[Excerpts of pointing data]
━━━

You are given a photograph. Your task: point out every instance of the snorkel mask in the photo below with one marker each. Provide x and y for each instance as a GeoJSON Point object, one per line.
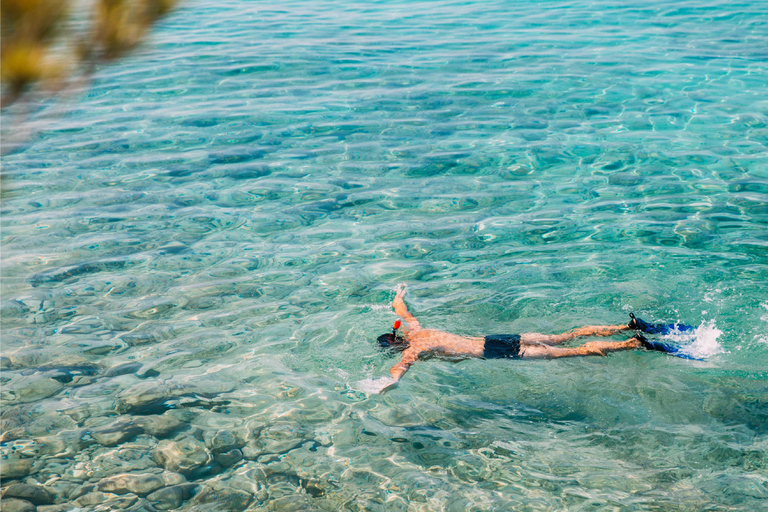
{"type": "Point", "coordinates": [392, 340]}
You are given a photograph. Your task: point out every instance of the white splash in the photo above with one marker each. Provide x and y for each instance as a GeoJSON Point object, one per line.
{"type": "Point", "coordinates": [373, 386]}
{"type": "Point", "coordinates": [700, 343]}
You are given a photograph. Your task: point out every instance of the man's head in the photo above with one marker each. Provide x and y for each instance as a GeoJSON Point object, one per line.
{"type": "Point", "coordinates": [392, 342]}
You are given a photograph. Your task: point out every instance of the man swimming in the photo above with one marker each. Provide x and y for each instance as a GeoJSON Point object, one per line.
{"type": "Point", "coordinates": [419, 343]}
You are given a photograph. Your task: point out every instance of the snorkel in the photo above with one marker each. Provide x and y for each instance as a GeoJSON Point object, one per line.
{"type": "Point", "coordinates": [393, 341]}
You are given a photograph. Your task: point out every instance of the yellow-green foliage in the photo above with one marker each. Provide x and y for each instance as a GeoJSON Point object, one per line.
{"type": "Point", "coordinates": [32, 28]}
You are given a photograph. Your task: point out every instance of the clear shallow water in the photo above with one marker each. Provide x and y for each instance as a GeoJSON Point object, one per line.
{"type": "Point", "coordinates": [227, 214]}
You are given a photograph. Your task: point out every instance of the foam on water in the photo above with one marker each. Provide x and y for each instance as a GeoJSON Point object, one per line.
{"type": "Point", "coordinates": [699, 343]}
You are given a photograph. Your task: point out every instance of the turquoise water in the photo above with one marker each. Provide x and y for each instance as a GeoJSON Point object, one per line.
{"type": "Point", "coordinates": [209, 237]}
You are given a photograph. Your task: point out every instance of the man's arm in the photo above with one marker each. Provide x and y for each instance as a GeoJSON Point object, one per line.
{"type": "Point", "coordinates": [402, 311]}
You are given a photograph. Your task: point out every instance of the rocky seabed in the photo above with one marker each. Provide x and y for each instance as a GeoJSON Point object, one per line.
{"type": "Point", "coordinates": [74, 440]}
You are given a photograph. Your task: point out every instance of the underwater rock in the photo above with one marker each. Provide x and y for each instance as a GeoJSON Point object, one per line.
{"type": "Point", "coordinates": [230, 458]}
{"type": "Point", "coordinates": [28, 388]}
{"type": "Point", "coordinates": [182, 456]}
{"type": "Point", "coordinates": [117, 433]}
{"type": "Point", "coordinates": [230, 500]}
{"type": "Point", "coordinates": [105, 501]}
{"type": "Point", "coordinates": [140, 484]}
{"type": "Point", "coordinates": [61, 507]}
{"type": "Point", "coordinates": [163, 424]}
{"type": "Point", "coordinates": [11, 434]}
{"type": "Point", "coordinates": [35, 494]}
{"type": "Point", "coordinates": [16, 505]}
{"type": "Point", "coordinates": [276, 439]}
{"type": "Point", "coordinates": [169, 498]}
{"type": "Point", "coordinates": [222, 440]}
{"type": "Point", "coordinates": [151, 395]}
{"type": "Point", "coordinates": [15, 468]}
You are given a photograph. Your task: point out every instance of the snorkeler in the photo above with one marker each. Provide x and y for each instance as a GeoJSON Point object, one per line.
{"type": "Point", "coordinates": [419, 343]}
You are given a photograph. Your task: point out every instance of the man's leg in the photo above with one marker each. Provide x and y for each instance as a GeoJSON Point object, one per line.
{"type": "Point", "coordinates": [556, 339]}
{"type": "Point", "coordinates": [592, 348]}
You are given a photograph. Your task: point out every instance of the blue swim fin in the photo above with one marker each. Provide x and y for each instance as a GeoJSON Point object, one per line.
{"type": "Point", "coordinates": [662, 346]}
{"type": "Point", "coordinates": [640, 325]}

━━━

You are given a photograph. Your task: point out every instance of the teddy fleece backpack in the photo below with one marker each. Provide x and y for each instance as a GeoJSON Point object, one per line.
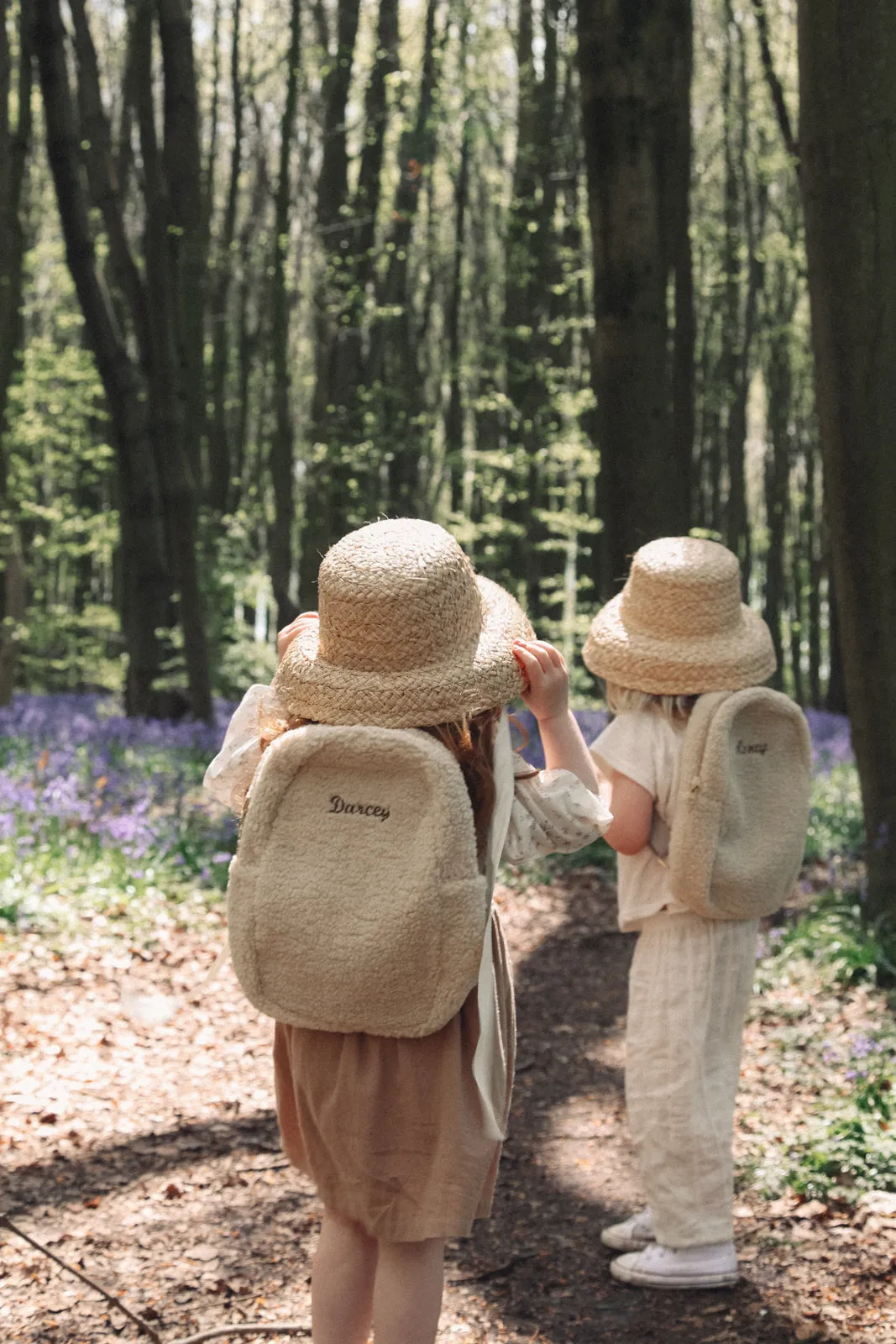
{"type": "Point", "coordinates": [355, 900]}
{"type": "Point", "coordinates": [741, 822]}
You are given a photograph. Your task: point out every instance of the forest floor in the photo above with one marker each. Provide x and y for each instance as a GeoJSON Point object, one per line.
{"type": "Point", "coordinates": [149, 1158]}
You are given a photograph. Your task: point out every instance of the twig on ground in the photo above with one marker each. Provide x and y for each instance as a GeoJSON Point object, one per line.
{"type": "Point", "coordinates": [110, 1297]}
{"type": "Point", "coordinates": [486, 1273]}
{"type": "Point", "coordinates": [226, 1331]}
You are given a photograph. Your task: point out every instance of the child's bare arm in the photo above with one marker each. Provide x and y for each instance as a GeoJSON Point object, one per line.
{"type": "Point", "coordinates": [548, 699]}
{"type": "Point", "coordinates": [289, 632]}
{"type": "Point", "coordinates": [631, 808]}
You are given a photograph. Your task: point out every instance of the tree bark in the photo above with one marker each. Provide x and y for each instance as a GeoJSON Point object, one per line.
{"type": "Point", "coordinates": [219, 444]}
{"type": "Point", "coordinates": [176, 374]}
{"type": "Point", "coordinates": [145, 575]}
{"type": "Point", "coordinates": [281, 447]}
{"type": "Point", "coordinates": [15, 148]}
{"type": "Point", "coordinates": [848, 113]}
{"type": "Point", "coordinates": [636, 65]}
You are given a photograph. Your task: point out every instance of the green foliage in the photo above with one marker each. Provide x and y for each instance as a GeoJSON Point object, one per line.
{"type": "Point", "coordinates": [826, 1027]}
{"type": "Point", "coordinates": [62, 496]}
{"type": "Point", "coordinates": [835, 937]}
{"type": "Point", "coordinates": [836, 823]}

━━━

Collect every line of the data above that contains the string "green" and copy each one in full. Case counts when matching.

# Reply to the task:
You are given a photograph. Your task: point out every instance of the yellow-green foliage in the photo above with one marker each. Provide x and y for each instance as a GeoJSON Point object, one per line.
You are given a photograph. Your task: point out every instance of the green foliage in the photo above with one marker each. Provide x and y for each instance as a GeoJSON Point object, one per line.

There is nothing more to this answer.